Records supplied Block Start

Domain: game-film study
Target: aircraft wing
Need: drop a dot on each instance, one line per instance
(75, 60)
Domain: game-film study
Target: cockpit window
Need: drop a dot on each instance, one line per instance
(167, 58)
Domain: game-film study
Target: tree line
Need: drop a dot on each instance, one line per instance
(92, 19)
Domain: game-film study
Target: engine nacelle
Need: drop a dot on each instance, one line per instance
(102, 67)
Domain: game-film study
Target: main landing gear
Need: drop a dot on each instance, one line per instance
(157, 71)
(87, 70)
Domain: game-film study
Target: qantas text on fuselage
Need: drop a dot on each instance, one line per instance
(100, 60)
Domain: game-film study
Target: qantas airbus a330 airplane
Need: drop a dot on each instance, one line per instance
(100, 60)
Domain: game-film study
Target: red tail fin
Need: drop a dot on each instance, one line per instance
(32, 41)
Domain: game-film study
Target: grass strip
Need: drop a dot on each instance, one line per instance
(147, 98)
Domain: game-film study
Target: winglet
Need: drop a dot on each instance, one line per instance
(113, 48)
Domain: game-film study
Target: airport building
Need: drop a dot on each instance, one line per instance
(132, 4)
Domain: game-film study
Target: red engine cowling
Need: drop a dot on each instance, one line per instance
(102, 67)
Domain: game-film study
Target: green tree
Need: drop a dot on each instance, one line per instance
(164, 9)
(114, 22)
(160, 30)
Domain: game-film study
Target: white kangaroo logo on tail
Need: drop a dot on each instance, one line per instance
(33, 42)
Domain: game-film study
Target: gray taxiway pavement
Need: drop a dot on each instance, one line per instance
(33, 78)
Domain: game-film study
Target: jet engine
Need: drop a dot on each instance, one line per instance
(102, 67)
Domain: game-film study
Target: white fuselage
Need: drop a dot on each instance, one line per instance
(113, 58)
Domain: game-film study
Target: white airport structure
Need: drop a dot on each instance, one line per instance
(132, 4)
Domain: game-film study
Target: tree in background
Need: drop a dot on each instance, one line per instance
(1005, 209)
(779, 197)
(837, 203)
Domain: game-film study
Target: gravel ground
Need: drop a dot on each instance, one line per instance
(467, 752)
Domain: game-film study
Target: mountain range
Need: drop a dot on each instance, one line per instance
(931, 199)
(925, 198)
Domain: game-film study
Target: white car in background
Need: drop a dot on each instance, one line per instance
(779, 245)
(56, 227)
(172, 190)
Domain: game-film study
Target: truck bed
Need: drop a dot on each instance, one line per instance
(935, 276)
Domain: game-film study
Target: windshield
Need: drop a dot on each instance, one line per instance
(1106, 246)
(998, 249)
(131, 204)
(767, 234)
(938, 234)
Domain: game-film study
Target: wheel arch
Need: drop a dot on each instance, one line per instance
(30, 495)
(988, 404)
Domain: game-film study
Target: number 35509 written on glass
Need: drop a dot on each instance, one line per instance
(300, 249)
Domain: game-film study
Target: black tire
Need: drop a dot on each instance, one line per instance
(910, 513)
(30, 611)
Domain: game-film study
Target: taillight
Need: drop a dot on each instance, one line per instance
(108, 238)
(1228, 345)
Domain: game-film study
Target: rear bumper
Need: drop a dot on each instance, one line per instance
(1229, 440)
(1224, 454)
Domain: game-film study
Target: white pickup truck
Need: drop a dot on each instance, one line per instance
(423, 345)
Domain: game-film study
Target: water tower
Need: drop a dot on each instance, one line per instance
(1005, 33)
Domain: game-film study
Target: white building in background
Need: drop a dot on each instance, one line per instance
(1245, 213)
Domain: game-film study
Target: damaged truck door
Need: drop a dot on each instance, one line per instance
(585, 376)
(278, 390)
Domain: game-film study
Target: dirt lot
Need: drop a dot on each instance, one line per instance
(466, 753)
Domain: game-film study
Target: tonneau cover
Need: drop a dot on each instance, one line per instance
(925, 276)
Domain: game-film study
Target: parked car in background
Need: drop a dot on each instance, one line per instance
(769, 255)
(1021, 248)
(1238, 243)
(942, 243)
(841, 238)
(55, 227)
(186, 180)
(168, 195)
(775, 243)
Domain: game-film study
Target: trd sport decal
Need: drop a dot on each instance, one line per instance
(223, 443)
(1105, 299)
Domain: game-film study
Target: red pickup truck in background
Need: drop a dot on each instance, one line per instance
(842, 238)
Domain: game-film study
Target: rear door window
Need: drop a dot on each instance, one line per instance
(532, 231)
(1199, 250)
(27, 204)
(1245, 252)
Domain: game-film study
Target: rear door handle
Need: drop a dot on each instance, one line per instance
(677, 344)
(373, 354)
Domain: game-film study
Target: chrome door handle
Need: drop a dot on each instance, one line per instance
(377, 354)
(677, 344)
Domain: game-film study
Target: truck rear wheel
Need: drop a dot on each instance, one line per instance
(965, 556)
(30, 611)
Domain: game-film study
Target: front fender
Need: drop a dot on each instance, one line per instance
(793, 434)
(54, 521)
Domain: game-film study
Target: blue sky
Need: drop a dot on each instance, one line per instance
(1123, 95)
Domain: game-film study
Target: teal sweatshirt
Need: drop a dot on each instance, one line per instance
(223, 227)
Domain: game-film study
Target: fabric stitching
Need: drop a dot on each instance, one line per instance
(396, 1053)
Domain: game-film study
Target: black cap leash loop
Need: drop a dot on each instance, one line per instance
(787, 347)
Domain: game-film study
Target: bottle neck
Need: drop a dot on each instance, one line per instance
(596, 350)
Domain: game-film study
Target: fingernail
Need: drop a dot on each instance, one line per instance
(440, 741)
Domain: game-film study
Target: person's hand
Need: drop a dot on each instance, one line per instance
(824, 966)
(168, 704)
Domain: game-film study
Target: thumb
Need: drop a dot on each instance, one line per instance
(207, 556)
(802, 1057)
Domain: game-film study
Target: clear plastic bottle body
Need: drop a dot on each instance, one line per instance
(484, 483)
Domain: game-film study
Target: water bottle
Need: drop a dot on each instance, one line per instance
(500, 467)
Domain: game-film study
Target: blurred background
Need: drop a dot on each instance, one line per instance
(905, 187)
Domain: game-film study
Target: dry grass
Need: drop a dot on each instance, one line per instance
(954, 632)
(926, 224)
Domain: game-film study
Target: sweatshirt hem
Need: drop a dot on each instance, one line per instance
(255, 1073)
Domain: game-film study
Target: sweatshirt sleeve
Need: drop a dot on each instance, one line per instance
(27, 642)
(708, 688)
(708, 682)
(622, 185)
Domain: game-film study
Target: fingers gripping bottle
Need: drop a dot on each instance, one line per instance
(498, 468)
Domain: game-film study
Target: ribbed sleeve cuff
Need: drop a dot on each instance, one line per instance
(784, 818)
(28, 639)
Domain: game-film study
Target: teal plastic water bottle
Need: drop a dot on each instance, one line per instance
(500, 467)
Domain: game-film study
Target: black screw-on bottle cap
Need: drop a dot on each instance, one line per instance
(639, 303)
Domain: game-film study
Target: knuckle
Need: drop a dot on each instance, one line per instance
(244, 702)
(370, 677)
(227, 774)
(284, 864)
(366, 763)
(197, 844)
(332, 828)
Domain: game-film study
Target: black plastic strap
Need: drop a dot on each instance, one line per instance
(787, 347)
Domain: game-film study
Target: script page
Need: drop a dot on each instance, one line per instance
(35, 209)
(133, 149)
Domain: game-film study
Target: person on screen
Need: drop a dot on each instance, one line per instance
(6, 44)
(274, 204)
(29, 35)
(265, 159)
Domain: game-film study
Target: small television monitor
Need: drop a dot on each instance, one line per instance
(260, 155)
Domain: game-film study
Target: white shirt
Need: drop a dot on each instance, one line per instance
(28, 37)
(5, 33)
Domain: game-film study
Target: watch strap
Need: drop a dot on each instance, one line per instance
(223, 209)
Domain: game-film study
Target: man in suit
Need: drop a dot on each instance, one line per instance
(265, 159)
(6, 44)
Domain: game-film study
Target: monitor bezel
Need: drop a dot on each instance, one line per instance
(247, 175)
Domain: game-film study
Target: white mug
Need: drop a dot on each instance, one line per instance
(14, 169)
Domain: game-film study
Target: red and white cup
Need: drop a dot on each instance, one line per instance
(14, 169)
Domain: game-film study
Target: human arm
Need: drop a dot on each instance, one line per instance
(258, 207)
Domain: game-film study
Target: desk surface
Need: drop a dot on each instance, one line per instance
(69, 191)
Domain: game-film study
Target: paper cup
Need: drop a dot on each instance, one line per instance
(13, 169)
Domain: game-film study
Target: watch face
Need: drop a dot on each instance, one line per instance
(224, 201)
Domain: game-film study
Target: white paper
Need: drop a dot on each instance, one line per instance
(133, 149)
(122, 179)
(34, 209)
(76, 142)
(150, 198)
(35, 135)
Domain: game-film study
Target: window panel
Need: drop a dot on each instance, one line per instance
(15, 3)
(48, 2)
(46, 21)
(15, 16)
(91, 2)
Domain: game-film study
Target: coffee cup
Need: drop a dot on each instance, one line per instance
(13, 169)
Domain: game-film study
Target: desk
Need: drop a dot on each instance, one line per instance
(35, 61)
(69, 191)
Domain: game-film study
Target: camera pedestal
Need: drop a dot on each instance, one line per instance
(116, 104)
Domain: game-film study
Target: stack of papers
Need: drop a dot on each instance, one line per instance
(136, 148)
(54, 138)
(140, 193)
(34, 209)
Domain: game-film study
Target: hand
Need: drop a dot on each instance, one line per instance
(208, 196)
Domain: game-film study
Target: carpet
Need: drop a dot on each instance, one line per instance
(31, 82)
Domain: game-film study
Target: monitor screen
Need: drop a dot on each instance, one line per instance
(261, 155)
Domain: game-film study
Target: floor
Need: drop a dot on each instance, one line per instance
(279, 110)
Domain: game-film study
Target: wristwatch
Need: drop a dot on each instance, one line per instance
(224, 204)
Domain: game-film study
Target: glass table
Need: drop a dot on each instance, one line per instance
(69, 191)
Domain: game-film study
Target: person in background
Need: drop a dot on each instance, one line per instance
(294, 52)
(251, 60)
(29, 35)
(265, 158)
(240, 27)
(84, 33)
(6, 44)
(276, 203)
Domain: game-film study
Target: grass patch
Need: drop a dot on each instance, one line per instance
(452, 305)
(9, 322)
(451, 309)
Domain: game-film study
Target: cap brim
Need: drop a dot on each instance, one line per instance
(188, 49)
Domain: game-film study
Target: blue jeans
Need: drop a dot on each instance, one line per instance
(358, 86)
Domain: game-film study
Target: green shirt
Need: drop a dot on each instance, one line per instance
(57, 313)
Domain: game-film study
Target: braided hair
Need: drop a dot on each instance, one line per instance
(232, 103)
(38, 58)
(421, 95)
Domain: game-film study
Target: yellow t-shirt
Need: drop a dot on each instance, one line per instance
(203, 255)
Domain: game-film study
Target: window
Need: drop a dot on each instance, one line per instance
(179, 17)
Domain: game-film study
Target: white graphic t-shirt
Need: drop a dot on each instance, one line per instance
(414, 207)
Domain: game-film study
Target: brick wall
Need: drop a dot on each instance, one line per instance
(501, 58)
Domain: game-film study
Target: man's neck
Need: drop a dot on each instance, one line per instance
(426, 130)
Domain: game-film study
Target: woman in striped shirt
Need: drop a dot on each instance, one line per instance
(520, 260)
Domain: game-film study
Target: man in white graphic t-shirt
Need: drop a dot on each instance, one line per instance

Records supplied Block End

Aim of the task: Take the stretch of lines above from the one containing "Target: person in background" through the one containing "Target: white graphic t-shirt" and repeat it exactly, adding no other line.

Solution:
Target: person in background
Need: drop a dot on each instance, one line per instance
(294, 52)
(251, 60)
(29, 35)
(265, 158)
(240, 27)
(84, 33)
(6, 44)
(276, 203)
Domain: game-film study
Target: grass patch
Need: drop a dot on each instance, one line per instance
(452, 305)
(9, 322)
(451, 309)
Domain: game-film study
Target: cap brim
Need: drop a dot on each instance, one line per instance
(188, 49)
Domain: game-film study
Target: blue jeans
Need: drop a dot on each instance, one line per instance
(358, 86)
Domain: game-film study
Target: green shirt
Need: drop a dot on each instance, one line per instance
(57, 313)
Domain: game-film study
Target: braided hair
Need: drop a dot on each instance, one line per instance
(232, 103)
(38, 58)
(421, 95)
Domain: game-film study
Target: yellow t-shirt
Need: drop a dot on each instance, one line per instance
(203, 255)
Domain: game-film study
Target: window
Need: drop a dot on each instance, one line per instance
(179, 17)
Domain: game-film study
Target: white graphic t-shirt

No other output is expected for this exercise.